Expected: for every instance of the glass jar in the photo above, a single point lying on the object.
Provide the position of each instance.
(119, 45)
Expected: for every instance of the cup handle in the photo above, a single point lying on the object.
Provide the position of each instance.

Task goal:
Would you please repeat the entire listing, line for line?

Answer box:
Expected: for every instance of the glass jar in the photo above, a single point lying on the object.
Provide the position of each instance.
(119, 45)
Expected: for every instance of the cup handle in the photo above, a single point lying on the object.
Provide the position of each instance.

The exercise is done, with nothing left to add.